Point localization data:
◇ ◇ ◇
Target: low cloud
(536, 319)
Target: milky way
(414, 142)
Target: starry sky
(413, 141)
◇ ◇ ◇
Each entry needs to be transcribed exactly.

Target: low cloud
(536, 319)
Target: milky way
(414, 142)
Target: starry sky
(413, 141)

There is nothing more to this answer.